▸ THE PROBLEM:
Reproduce the records below, substituting "dark belt" for every occurrence of "black belt" and leaving all else unchanged. Omit the pictures from your answer.
····················
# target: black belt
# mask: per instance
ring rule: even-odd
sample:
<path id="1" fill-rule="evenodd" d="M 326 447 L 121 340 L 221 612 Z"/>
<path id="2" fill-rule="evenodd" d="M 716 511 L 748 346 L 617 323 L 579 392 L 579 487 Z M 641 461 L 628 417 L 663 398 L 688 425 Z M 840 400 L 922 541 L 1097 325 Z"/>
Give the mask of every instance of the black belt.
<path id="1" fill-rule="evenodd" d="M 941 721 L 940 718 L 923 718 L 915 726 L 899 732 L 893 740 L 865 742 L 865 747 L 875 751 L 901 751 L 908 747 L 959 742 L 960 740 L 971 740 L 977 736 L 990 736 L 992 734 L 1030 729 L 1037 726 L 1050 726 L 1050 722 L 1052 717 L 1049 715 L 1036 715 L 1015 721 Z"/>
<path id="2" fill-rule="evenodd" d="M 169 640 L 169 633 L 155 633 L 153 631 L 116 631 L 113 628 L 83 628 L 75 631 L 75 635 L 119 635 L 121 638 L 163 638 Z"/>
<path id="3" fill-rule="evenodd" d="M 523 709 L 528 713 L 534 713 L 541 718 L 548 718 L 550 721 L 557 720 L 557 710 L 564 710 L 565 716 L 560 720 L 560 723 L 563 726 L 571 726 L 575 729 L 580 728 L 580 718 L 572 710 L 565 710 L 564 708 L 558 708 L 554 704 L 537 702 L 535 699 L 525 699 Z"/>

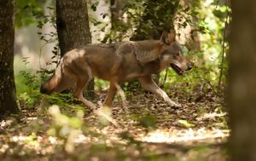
····················
▸ COMPLETED EXERCISE:
# target: dark belt
# mask: per instance
ring rule: even-odd
sample:
<path id="1" fill-rule="evenodd" d="M 326 447 L 121 340 L 221 612 Z"/>
<path id="2" fill-rule="evenodd" d="M 716 511 L 748 346 L 617 323 L 579 392 L 579 487 Z M 641 461 L 628 417 L 663 398 L 688 425 Z M 840 400 L 922 541 L 1097 325 Z"/>
Give the mask of every instance of the dark belt.
<path id="1" fill-rule="evenodd" d="M 941 721 L 940 718 L 923 718 L 915 726 L 899 732 L 893 740 L 865 742 L 865 747 L 875 751 L 901 751 L 908 747 L 959 742 L 960 740 L 971 740 L 977 736 L 990 736 L 992 734 L 1030 729 L 1037 726 L 1050 726 L 1050 722 L 1052 717 L 1049 715 L 1036 715 L 1015 721 Z"/>
<path id="2" fill-rule="evenodd" d="M 169 640 L 169 633 L 155 633 L 153 631 L 116 631 L 113 628 L 83 628 L 75 631 L 75 635 L 119 635 L 121 638 L 163 638 Z"/>
<path id="3" fill-rule="evenodd" d="M 523 709 L 528 713 L 534 713 L 541 718 L 548 718 L 550 721 L 557 720 L 557 710 L 564 710 L 565 716 L 560 720 L 560 723 L 563 726 L 571 726 L 575 729 L 580 728 L 580 718 L 572 710 L 565 710 L 564 708 L 558 708 L 554 704 L 537 702 L 535 699 L 525 699 Z"/>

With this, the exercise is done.